PROVIDED TEXT below:

Around this time, chain bookstores across the country were becoming frail, Barrett says. Barnes & Noble, for example, faced competition from Amazon, and the company’s decision to disinvest in printed books and invest in Nook devices (which Barrett says was a flop) left the bookseller struggling to compete. As magazines, Nooks and CDs began to populate the floors of these stores, Barrett says, more independent bookstores started to open.
“I thought that it was an opportunity. I believed in the Evanston community as a demographic that would really support an independent store,” Barrett says. “I wasn’t afraid to compete with the Barnes & Noble [which is now closed] because I just didn’t think it was a very good bookstore… I just thought [Bookends & Beginnings] is going to be a very different kind of bookstore.”
Inside Bookends & Beginnings. (Photo by Carly Menker )

End of PROVIDED TEXT.
THE DATA below:

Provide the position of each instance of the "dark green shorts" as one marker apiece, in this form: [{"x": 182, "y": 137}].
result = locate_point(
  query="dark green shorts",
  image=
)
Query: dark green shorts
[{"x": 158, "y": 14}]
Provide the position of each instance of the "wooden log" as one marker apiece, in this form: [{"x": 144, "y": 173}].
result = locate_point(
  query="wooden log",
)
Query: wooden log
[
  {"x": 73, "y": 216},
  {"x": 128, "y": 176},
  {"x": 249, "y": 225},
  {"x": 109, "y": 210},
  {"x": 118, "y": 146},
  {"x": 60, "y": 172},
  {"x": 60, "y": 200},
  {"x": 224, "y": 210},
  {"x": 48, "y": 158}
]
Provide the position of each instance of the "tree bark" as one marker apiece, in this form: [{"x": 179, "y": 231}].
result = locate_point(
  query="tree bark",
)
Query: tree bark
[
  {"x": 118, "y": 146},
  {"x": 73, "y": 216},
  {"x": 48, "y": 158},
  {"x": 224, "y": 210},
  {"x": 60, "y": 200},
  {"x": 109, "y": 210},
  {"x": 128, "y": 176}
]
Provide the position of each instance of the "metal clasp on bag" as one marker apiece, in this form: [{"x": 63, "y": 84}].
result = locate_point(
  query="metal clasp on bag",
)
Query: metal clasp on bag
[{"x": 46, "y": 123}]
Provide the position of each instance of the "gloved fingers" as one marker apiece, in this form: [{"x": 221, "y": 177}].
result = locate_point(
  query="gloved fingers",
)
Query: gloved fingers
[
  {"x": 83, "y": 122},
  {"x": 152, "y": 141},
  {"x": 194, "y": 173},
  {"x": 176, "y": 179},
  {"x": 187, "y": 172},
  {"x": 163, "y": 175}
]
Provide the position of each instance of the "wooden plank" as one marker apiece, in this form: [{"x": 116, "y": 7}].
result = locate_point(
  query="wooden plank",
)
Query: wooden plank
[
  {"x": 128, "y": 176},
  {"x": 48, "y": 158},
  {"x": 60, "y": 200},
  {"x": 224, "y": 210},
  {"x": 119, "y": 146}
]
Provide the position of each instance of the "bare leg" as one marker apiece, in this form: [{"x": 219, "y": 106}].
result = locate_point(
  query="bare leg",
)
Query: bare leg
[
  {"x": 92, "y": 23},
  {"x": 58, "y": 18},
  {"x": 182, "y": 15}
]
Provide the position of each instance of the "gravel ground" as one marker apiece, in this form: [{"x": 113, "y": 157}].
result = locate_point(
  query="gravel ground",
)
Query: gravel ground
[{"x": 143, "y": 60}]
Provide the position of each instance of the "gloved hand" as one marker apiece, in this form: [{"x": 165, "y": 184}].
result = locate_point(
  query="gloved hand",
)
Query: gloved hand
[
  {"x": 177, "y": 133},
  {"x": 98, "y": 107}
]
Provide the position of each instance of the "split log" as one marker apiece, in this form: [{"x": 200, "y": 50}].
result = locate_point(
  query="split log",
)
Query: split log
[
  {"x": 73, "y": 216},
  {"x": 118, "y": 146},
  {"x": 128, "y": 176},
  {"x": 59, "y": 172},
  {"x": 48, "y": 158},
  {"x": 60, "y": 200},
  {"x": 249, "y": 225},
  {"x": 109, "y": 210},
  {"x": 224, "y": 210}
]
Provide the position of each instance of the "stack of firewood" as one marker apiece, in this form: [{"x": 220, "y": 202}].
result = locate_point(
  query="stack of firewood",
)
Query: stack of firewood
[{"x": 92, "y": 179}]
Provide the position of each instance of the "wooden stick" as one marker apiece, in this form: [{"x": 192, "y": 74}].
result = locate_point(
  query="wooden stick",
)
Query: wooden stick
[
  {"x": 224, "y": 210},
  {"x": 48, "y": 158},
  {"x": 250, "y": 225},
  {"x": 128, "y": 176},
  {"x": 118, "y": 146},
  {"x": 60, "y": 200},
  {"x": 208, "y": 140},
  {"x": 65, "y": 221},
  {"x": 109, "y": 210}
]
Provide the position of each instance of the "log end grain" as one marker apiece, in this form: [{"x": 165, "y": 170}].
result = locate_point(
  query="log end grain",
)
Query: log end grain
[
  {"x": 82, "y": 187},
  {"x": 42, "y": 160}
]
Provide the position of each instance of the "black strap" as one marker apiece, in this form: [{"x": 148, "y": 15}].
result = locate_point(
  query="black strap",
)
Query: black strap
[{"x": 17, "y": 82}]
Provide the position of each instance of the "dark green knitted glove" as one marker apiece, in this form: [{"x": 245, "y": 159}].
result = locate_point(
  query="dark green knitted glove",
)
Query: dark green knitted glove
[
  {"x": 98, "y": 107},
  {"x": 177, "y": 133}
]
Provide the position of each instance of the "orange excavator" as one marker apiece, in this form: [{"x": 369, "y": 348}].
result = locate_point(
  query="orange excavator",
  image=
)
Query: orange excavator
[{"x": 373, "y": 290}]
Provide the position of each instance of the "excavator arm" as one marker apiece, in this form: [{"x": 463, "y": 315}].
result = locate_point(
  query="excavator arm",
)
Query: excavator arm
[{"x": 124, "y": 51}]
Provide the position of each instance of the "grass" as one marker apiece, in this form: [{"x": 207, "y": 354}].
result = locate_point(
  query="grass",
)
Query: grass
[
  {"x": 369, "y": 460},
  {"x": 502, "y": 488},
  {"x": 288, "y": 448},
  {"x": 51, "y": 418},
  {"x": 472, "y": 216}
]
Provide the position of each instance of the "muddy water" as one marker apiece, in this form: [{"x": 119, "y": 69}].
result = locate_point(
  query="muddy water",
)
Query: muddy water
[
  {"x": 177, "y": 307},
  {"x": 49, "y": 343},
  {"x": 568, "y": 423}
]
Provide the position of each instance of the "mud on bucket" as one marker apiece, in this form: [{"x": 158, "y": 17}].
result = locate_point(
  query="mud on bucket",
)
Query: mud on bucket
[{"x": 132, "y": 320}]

End of THE DATA.

> _WORK TASK 1_
Please rewrite the paragraph of the bookstore text that begins "Around this time, chain bookstores" as a short bulleted list that keeps its main facts.
> _WORK TASK 2_
Answer these questions from the bookstore text:
(a) Which devices did Barnes & Noble invest in?
(b) Which community did Barrett believe would support an independent store?
(c) Who took the photo inside Bookends & Beginnings?
> _WORK TASK 3_
From the bookstore text, quote the part that opens with the words containing "Around this time, chain" and closes with "started to open.".

> _EXERCISE ANSWER 1_
- Around this time, chain bookstores across the country were becoming frail, according to Barrett.
- Barnes & Noble faced competition from Amazon.
- Its choice to disinvest in printed books and invest in Nook devices, which Barrett calls a flop, left it struggling to compete.
- As magazines, Nooks and CDs filled the floors of these stores, more independent bookstores started to open.

> _EXERCISE ANSWER 2_
(a) Nook devices.
(b) The Evanston community.
(c) Carly Menker.

> _EXERCISE ANSWER 3_
Around this time, chain bookstores across the country were becoming frail, Barrett says. Barnes & Noble, for example, faced competition from Amazon, and the company’s decision to disinvest in printed books and invest in Nook devices (which Barrett says was a flop) left the bookseller struggling to compete. As magazines, Nooks and CDs began to populate the floors of these stores, Barrett says, more independent bookstores started to open.